#### The input
━━━━━━━━━━
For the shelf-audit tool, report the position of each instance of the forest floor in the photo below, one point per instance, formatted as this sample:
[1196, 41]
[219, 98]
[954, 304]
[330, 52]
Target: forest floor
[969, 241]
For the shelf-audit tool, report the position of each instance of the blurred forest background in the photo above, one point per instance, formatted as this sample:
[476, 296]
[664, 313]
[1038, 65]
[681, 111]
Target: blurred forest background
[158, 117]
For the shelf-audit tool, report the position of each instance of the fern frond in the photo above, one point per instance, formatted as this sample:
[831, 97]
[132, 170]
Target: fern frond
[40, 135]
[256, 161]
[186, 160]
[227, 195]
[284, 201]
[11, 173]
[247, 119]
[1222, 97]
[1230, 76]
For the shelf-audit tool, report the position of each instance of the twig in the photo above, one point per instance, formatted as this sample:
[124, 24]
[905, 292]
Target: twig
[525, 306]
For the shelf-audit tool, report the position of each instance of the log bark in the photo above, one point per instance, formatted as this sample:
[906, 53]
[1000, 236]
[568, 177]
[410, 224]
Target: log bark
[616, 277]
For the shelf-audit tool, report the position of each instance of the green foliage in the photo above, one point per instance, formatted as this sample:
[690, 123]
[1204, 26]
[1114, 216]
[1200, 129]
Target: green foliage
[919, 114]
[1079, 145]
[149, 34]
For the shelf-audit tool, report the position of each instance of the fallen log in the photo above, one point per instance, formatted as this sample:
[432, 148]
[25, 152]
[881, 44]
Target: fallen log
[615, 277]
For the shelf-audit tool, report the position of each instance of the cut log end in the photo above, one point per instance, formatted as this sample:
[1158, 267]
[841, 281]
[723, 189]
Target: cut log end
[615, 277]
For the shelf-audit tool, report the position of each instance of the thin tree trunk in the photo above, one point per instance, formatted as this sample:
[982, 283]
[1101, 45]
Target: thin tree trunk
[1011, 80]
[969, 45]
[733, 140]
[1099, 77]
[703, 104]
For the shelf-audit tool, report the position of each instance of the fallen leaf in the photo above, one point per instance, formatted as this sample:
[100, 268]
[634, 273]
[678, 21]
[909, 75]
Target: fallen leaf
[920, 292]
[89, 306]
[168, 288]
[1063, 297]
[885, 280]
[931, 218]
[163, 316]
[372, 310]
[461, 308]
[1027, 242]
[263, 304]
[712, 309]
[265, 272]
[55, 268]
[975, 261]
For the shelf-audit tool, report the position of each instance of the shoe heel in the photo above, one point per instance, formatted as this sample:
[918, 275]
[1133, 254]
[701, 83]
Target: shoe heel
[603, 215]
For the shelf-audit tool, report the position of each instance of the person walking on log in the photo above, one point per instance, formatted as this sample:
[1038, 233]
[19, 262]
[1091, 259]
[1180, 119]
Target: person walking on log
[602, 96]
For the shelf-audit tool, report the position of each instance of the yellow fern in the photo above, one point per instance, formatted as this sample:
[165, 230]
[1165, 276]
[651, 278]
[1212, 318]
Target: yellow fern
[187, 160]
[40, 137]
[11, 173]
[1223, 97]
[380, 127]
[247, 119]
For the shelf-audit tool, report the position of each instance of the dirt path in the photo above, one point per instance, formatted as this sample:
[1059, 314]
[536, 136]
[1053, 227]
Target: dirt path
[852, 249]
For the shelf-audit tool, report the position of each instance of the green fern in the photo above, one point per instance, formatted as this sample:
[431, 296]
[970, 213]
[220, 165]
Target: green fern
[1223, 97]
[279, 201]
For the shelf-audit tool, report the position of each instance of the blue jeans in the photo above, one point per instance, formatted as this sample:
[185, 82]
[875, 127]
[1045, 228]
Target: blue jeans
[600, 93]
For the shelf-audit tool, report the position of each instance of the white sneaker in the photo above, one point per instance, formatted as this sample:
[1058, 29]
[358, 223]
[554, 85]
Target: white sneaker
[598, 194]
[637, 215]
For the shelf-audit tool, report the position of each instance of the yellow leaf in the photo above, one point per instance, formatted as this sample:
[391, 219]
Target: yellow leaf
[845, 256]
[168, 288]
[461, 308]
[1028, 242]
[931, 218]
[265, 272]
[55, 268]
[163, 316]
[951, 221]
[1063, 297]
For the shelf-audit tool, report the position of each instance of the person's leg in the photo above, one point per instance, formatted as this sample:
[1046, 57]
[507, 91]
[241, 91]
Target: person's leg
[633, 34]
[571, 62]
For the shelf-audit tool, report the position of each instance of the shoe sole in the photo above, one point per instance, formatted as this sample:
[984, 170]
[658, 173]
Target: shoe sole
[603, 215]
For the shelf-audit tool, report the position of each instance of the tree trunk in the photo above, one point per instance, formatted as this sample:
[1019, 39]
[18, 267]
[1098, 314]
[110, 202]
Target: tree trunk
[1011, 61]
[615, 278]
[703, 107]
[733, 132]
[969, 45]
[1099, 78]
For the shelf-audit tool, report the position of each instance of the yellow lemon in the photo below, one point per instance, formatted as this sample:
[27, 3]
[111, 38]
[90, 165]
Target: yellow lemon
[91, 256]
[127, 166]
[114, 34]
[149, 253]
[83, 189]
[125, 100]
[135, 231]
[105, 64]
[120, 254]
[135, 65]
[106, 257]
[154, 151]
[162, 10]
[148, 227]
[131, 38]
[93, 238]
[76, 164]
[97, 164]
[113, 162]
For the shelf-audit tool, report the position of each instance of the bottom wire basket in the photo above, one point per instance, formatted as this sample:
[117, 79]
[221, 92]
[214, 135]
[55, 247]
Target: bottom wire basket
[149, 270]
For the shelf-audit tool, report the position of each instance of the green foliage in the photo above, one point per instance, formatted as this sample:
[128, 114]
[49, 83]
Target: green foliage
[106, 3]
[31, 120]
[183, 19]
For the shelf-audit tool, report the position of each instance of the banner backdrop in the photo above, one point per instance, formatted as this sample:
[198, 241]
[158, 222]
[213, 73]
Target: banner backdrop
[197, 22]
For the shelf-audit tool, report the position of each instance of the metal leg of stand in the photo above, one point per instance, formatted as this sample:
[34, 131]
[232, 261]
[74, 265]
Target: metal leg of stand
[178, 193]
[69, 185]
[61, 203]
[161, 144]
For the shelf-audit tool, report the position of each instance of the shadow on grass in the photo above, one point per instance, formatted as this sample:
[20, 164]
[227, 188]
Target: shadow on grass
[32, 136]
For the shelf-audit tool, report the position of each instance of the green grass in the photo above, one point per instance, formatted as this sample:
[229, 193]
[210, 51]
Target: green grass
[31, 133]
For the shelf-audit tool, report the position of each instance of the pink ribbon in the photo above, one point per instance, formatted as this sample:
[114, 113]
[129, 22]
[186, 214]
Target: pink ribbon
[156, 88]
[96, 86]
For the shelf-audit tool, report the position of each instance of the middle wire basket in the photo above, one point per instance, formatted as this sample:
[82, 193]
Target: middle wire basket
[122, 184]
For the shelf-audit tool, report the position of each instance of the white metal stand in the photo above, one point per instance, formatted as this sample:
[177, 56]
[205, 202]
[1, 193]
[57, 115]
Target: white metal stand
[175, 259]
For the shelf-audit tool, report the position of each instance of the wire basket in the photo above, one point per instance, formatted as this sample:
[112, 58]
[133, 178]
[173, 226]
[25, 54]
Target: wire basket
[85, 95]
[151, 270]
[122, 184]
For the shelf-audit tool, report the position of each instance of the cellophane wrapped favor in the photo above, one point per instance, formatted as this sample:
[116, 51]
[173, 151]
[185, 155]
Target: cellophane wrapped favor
━━━━━━━━━━
#### Your task
Rewrite all of the rows above with "shelf-audit tool" changed to "inventory tool" at every occurrence. Leave everything else as it is.

#### Expected answer
For the inventory tool, report the position of each instance of the forest floor in the photo below, one point per instance, formatted as this sample:
[1196, 41]
[219, 98]
[954, 304]
[330, 52]
Target: forest floor
[969, 241]
For the inventory tool, report the position of each instance of the blurred forest background in the photo above, one point per instance, formatted as this sample:
[476, 296]
[664, 313]
[1038, 65]
[681, 111]
Target: blurred forest background
[158, 117]
For the inventory tool, report the position of each instance of the fern frond in the photo above, one point per instance, formatted as this sample:
[831, 97]
[132, 170]
Target: fern frond
[40, 135]
[256, 161]
[186, 160]
[227, 195]
[284, 201]
[11, 173]
[247, 119]
[1222, 97]
[1230, 76]
For the inventory tool, report the position of each instance of the twig in the photo above, one point per instance, formatted as this sample:
[124, 24]
[905, 292]
Target: twig
[525, 306]
For the inventory tool, report the position of each instance of the log bark in the photo above, one point per instance, formatted as this sample:
[906, 53]
[1000, 236]
[568, 177]
[410, 224]
Target: log bark
[616, 277]
For the inventory tool, report the position of each instance of the green foliage in the photo above, one point per instance, formatted as this sample:
[690, 123]
[1204, 26]
[1114, 216]
[1200, 129]
Target: green foliage
[919, 114]
[1079, 145]
[149, 34]
For the inventory tool, report the position of each instance of the fallen log in the photo above, one point per instance, formatted as this sample:
[432, 148]
[25, 152]
[881, 44]
Target: fallen log
[615, 277]
For the inventory tool, report the position of each instance of the cut log end in the photo above, one point per instance, formatted as this sample:
[1158, 267]
[841, 281]
[723, 189]
Target: cut log end
[615, 277]
For the inventory tool, report the position of each instance of the thin tree trunk in the photo above, one point per instance, formatted as this sample:
[982, 283]
[1101, 45]
Target: thin tree trunk
[1011, 80]
[969, 45]
[733, 140]
[1099, 77]
[703, 104]
For the inventory tool, report the position of each instance of the fallen leaf in the photo above, one point per instance, formatted as this sample:
[100, 268]
[634, 273]
[678, 21]
[909, 75]
Target: fallen leaf
[920, 292]
[89, 306]
[168, 288]
[1063, 297]
[885, 280]
[931, 218]
[163, 316]
[372, 310]
[461, 308]
[1027, 242]
[263, 304]
[712, 309]
[265, 272]
[55, 268]
[975, 261]
For the inventory tool, report the position of each instance of the shoe heel in the photo above, one point per instance, formatted as this sample:
[918, 275]
[1133, 254]
[701, 83]
Target: shoe heel
[603, 215]
For the inventory tool, report the position of each instance of the person walking on log in the photo above, one point per instance, formatted as this sample:
[1038, 233]
[19, 262]
[1091, 259]
[1180, 119]
Target: person walking on log
[602, 96]
For the inventory tool, report the position of each instance of the yellow fern in the photo above, one point per instance, formatted as this sample:
[165, 230]
[1165, 276]
[651, 278]
[1212, 318]
Target: yellow fern
[187, 160]
[40, 137]
[11, 173]
[1223, 97]
[380, 127]
[247, 119]
For the inventory tool, report the position of each instance of the dirt path in the photo above, one point per instance, formatted as this sample:
[1059, 314]
[536, 136]
[1053, 227]
Target: dirt path
[852, 249]
For the inventory tool, report the position of each instance of the green fern in the photo above, one point per instance, formatted as this sample:
[431, 296]
[970, 213]
[220, 165]
Target: green fern
[1223, 97]
[279, 201]
For the inventory tool, report the position of each instance of the blue jeans in the photo above, one point per instance, formatted as this sample:
[185, 82]
[875, 127]
[1045, 228]
Target: blue jeans
[600, 93]
For the inventory tool, report the position of each instance of the white sneaker in the photo above, one point per instance, formatted as this sample:
[1058, 29]
[358, 223]
[554, 85]
Target: white sneaker
[598, 194]
[637, 215]
For the inventory tool, report the position of each instance of the yellow leaf in the photo above, one point per instance, formatted as this sample:
[391, 219]
Target: yellow leaf
[845, 256]
[168, 288]
[461, 308]
[1028, 242]
[931, 218]
[265, 272]
[55, 268]
[163, 316]
[951, 221]
[1063, 297]
For the inventory tool, report the position of each instance of the person's leg in the photo above, one point per instance, formatted as this sample:
[1046, 57]
[507, 91]
[241, 91]
Target: person's leg
[633, 34]
[571, 62]
For the inventory tool, report the position of each instance of the shoe sole in the photo above, one point per instance, formatted as this sample:
[984, 170]
[658, 173]
Target: shoe sole
[603, 215]
For the inventory tool, report the position of each instance of the tree trunk in the photo above, one point per instance, formatted as this sample:
[1019, 39]
[18, 267]
[1098, 314]
[110, 202]
Target: tree trunk
[1011, 61]
[615, 278]
[703, 107]
[733, 132]
[969, 45]
[1099, 78]
For the inventory tool, report the position of each instance of the yellow lemon in the photo below, one point per instance, formatted as this sample:
[27, 3]
[111, 38]
[90, 165]
Target: yellow lemon
[91, 256]
[127, 166]
[114, 34]
[149, 253]
[83, 189]
[125, 100]
[135, 231]
[105, 64]
[120, 254]
[135, 65]
[106, 257]
[154, 151]
[162, 10]
[148, 227]
[131, 38]
[93, 238]
[76, 164]
[97, 164]
[113, 162]
For the inventory tool, report the position of each instance of the bottom wire basket in the photo above, one point per instance, formatted as this sample:
[117, 79]
[221, 92]
[214, 135]
[55, 247]
Target: bottom wire basket
[149, 270]
For the inventory tool, report the position of each instance of the green foliage in the photo above, one point per instance, formatted as this sample:
[128, 114]
[49, 83]
Target: green foliage
[106, 3]
[31, 120]
[183, 19]
For the inventory tool, report the position of each instance of the banner backdrop in the photo above, one point per instance, formatted as this sample:
[198, 241]
[158, 222]
[213, 73]
Target: banner backdrop
[197, 22]
For the inventory tool, report the position of each instance of the metal leg of stand in the photo above, one point per instance, formatted as this sample:
[34, 131]
[232, 261]
[74, 265]
Target: metal leg of stand
[178, 193]
[69, 185]
[61, 203]
[161, 144]
For the inventory tool, report the position of each instance of the shadow on grass in the photo above, one point per instance, formatted as this sample:
[20, 164]
[227, 188]
Target: shadow on grass
[32, 136]
For the inventory tool, report the position of each instance of the green grass in the photo above, one point per instance, formatted as this sample:
[229, 193]
[210, 51]
Target: green grass
[31, 133]
For the inventory tool, report the position of each instance of the pink ribbon in the photo above, one point per instance, formatted as this sample:
[114, 113]
[129, 22]
[186, 214]
Target: pink ribbon
[156, 88]
[96, 86]
For the inventory tool, report the position of each instance of the middle wire basket in the photo above, one point per instance, formatted as this sample:
[82, 193]
Target: middle wire basket
[122, 184]
For the inventory tool, report the position of each instance of the white metal stand in the photo above, one point per instance, formatted as this sample:
[177, 56]
[205, 202]
[1, 193]
[57, 115]
Target: white metal stand
[175, 259]
For the inventory tool, report the position of each instance of the wire basket in the photo above, one point per instance, formatted as this sample:
[112, 58]
[133, 178]
[173, 226]
[25, 54]
Target: wire basket
[85, 95]
[151, 270]
[122, 184]
For the inventory tool, report the position of each instance of the cellophane wrapped favor in the photo above, one point per instance, formatted as this sample:
[116, 51]
[173, 151]
[185, 155]
Target: cellophane wrapped favor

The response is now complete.